== Records to process
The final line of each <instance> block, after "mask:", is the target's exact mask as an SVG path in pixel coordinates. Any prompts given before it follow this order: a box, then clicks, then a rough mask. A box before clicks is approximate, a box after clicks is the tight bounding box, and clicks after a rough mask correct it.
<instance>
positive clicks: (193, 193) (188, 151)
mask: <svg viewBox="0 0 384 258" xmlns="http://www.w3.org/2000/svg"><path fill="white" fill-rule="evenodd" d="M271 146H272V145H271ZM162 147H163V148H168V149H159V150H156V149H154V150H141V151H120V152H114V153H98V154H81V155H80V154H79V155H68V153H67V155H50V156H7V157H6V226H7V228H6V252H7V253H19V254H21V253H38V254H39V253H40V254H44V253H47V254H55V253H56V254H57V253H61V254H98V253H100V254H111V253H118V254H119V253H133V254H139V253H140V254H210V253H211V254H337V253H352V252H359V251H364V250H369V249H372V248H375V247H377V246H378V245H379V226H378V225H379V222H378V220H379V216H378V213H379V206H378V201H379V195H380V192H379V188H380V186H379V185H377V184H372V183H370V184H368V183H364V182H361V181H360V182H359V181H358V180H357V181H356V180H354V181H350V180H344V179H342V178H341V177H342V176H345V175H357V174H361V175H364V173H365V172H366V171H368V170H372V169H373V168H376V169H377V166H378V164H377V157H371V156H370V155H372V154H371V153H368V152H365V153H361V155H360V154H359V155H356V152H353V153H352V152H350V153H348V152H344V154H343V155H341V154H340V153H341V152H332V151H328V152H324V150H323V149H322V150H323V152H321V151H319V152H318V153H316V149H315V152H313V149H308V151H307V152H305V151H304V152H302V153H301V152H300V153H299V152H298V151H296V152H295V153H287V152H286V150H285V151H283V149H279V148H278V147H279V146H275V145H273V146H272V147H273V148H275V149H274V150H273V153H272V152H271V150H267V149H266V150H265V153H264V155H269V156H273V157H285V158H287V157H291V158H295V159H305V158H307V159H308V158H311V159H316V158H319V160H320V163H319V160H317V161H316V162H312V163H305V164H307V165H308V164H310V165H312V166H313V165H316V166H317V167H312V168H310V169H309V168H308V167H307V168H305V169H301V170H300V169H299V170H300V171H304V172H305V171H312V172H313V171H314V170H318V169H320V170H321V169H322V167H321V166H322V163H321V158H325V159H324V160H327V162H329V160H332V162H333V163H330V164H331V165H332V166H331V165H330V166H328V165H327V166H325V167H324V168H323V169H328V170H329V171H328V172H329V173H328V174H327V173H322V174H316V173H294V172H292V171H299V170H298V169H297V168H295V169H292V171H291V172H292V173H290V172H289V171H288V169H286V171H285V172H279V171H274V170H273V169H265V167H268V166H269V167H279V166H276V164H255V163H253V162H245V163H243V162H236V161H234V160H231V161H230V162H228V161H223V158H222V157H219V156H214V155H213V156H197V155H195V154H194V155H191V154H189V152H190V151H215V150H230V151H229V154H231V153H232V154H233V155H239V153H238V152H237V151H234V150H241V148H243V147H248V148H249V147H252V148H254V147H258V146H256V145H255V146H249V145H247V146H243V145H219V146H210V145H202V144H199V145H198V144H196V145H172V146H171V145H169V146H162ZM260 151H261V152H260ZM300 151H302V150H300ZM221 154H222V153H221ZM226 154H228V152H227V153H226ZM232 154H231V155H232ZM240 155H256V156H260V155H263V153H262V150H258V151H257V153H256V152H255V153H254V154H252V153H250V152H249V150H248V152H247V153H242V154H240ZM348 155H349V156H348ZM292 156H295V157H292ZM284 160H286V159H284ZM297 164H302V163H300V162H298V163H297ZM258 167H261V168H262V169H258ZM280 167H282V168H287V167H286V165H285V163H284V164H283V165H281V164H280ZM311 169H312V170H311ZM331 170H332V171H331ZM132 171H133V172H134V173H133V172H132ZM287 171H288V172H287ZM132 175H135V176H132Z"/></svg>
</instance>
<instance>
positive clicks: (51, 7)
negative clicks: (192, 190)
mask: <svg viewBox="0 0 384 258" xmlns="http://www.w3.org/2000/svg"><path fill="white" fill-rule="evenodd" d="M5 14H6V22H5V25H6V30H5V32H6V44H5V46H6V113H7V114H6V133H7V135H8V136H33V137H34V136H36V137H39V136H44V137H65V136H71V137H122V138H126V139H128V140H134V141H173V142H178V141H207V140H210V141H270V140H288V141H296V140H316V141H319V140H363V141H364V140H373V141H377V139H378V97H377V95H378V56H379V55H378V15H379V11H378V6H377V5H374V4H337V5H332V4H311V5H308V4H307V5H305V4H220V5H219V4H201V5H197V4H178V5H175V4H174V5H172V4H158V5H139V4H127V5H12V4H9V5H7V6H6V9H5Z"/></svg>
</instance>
====
Written task: Count the lines of the records that contain the string "clicks", treating uppercase and lowercase as different, and reply with the number alone.

Exercise response: 4